Start of Provided text

Annette Kuhn is Professor of Film Studies at Queen Mary, London University. She has Bachelor’s and Master’s degrees in Sociology from the University of Sheffield and a PhD on the history of film censorship from the University of London. Her publications include: Ratcatcher (BFI, 2008), Screening World Cinema: a Screen Reader (Routledge, 2006, with Catherine Grant), An Everyday Magic: Cinema and Cultural Memory (I.B. Tauris, 2002), Screen Histories: a Reader (Oxford University Press, 1998, with Jackie Stacey), Women’s Pictures: Feminism and Cinema (Verso, 1994), Alien Zone: Cultural Theory and Contemporary Science Fiction Cinema (Verso, 1990), Cinema, Censorship and Sexuality (Routledge, 1988), The Power of the Image: Essays on Representation and Sexuality (Routledge and Kegan Paul, 1985).
Richard Maltby is Professor of Screen Studies and Executive Dean of the Faculty of Education, Humanities and Law at Flinders University, South Australia. Before moving to Australia in 1997, he was the founding Director of the Bill Douglas Centre for the History of Cinema and Popular Culture at the University of Exeter and then Research Professor of Film Studies at Sheffield Hallam University. His publications include Hollywood Cinema: Second Edition (Blackwell, 2003; Hua Xia Press, Beijing, 2005), “Film Europe” and “Film America”: Cinema, Commerce and Cultural Exchange, 1925–1939, which won the Prix Jean Mitry for cinema history in 2000, and five edited books on the history of movie audiences and exhibition history, the most recent being Going to the Movies: Hollywood and the Social Experience of Cinema (University of Exeter Press, 2007). He is Series Editor of Exeter Studies in Film History, and the author of over 50 articles and essays. With Ruth Vasey he is currently completing Reforming the Movies: Politics, Censorship, and the Governance of the American Cinema, 1908–1939. He is currently the lead investigator on two Australian Research Council Discovery projects examining the structure of the distribution and exhibition industry and the history of cinema audiences in Australia.
Philippe Meers is an Associate Professor in film and media studies at the University of Antwerp, Belgium, where he is deputy director of the Visual Culture Research Group. He has published on popular media culture and film audiences in Media, Culture and Society, Illuminace, The Journal of Popular Film and Television and Screen, and in edited collections, including Big Brother International (Wallflower Press, 2004); Hollywood Abroad. Audiences and Cultural Relations (BFI, 2004); The Lord of the Rings: Popular Cinema in Global Culture (Wallflower, 2007); Watching The Lord of the Rings (Lang, 2007), The Contemporary Hollywood Reader (Routledge, 2009), The Handbook of Political Economy of Communications (Wiley-Blackwell, 2011). With Daniel Biltereyst and Richard Maltby, he is editing Audiences, Cinema and Modernity: New Perspectives on European Cinema History (Routledge, 2011). His current research focuses on historical and diasporic cinema cultures.

End of Provided text
Start of Provided records

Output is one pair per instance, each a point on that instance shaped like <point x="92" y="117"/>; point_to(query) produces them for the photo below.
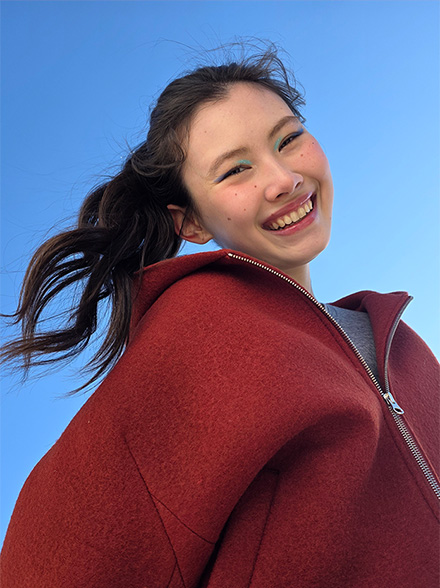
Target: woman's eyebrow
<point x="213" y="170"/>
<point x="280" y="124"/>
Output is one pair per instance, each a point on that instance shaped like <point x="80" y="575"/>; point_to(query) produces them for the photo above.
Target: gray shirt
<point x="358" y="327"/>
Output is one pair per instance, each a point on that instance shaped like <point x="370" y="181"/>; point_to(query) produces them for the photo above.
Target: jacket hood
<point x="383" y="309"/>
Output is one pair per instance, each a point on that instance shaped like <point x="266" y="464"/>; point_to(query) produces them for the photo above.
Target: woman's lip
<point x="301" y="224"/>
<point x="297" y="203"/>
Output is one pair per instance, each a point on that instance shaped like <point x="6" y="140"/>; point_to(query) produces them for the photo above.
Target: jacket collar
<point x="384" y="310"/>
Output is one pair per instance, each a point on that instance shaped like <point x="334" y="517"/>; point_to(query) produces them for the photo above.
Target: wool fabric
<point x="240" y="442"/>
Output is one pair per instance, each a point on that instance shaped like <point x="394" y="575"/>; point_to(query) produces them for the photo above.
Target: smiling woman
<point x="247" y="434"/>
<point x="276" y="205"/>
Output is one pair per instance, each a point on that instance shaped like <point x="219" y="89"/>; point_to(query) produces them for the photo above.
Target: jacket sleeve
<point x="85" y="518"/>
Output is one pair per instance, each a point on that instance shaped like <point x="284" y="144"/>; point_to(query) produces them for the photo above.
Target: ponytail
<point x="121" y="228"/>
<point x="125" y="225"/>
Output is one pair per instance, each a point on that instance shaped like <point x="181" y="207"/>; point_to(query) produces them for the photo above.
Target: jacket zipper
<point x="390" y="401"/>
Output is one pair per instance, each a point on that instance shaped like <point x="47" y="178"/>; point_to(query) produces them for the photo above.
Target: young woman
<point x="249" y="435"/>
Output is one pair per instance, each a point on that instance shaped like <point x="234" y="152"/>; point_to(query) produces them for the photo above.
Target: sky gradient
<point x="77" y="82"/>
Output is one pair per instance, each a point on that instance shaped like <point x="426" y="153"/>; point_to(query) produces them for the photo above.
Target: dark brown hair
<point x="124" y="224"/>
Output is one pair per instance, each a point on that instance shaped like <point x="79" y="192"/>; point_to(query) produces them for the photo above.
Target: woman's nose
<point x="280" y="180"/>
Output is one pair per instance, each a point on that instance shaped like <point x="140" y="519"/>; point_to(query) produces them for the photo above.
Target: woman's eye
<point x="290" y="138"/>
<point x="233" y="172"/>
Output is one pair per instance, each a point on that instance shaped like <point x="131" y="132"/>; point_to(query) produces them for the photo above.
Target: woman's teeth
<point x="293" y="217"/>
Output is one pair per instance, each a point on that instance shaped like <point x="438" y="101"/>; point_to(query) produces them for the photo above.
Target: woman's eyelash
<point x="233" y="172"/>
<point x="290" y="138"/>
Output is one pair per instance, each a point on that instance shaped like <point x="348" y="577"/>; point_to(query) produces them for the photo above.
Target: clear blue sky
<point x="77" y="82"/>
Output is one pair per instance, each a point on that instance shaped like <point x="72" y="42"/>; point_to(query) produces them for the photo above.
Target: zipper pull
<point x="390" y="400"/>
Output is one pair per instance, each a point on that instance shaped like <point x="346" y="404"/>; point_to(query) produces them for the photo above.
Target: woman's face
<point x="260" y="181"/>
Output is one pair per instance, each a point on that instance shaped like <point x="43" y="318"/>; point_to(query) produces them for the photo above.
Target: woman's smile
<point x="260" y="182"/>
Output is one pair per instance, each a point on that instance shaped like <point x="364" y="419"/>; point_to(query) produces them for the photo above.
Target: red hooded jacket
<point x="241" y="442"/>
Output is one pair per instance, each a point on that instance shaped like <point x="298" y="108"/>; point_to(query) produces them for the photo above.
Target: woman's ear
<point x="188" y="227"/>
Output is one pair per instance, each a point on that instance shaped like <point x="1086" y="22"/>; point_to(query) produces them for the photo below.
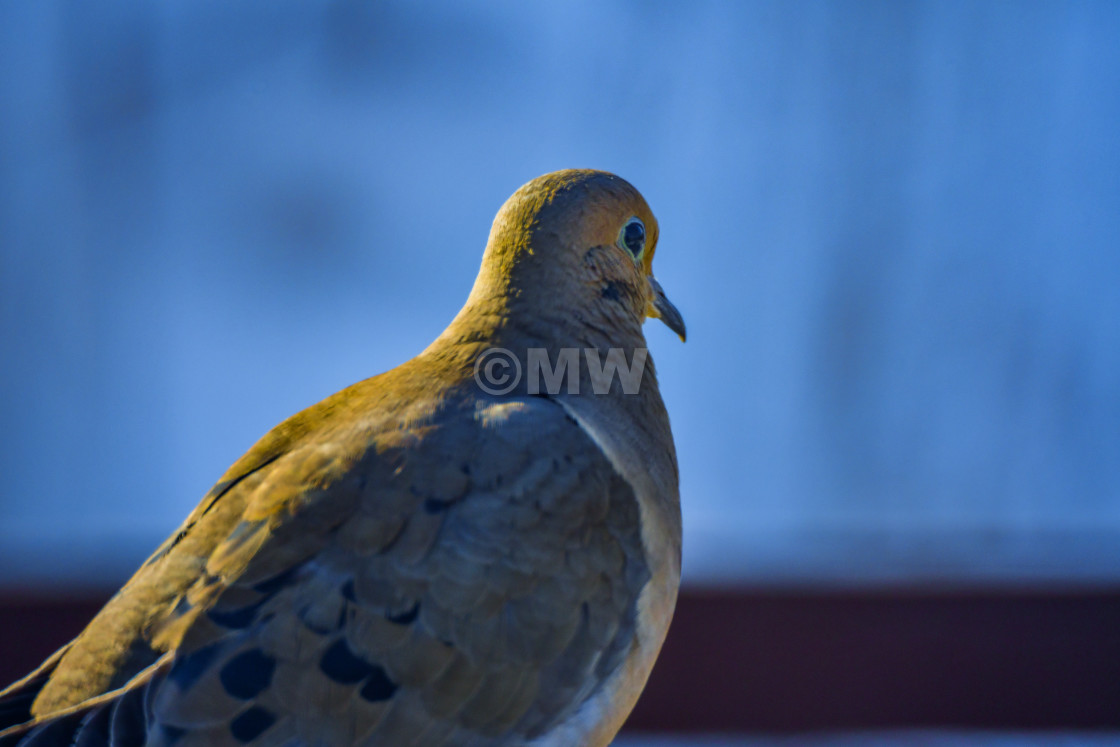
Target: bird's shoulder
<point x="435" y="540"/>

End of Provided records

_Task to carry out_
Please carry on the film scholar biographies from the point where they stop. The entries come from a separate source, unrelated to the film scholar biographies.

_Answer for this exercise_
Paul S. Moore is director of the Canadian Theatre Historical Project at Ryerson University in Toronto. He is coeditor of Marquee: Journal of the Theatre Historical Society of America (THSA). His essay ‘Dream Palaces that Remained Dreams: Unbuilt Chicago Theatres’, won the first prize in the THSA’s 2006 Weiss award competition. He has published several essays on the history of film exhibition and moviegoing in Canada and has presented papers at Society for Cinema and Media Studies, Domitor, Screen and other conferences. His book, Now Playing: Early Movie-going and the Regulation of Fun (Toronto 1906–1918), is forthcoming from SUNY Press.
Deron Overpeck teaches film and media studies courses in the Department of Communication and Journalism at Auburn University. His research interests include the American cinema since the end of the studio system, the relationship between the American media industry and internet journalism, and Italian cinema.
Clara Pafort-Overduin is Assistant Professor at the department of Theater, Film and Television Studies, Utrecht University, and is a founding member of ICARG (International Cinema Attendances Research Group). She is currently completing her dissertation on Dutch film and national identity in the Thirties.
John Sedgwick is Academic Leader at the Department of Economics, Finance and International Business, London Metropolitan University. He is the author of Filmgoing in 1930s Britain: a Choice of Pleasures (Exeter University Press, 2000) and editor of An Economic History of Film (Routledge, 2005, with Mike Pokorny). His work has been published in many journals, including Economic History Review, Journal of Cultural Economics, Historical Journal of Film, Radio and Television, and books including Going to the Movies: Hollywood and the Social Experience of Movie-going (2007); Americanisation in 20th Century Europe (2002); and The Unknown 1930s: An Alternative History of the British Cinema, 1929–39 (1999).
Tim Snelson is a Lecturer in Media and Culture at the University of East Anglia. His research addresses the relationship between media and social history. His publications include ‘“From grade B thrillers to deluxe chillers”: prestige horror, female audiences and allegories of spectatorship in The Spiral Staircase (1946)’, in The New Review of Film and Television Studies 7 (2), June 2009, and ‘The Ghost in the Machine: World War Two, Popular Occultism and Hollywood’s “Serious” Ghost Films’ in Media History 17:1 (January 2011).
Peter Stanfield is a Reader in Film Studies at the University of Kent, the author of Body & Soul: Jazz & Blues in American Film, 1927–63 (2005), Horse Opera: The Strange History of the Singing Cowboy (2002), Hollywood, Westerns and the 1930s: The Lost Trail (2001), and joint editor of Mob Culture: Hidden Histories of the American Gangster Film (2005). He is currently working on a book titled Maximum Movies.
Lies Van de Vijver has Master’s degrees in Arts History from Ghent University and in Film Studies from the University of Antwerp. She works as a researcher on a project entitled ‘Gent Kinemastad’ and is preparing her doctoral thesis on the film exhibition and cinemagoing in the city of Ghent.
Deb Verhoeven is Professor and Chair in Media and Communication at Deakin University in Melbourne, Australia. Her most recent publication is Jane Campion (Routledge, 2009). She is President of the online journal Senses of Cinema, and Deputy Chair of the National Film and Sound Archive of Australia.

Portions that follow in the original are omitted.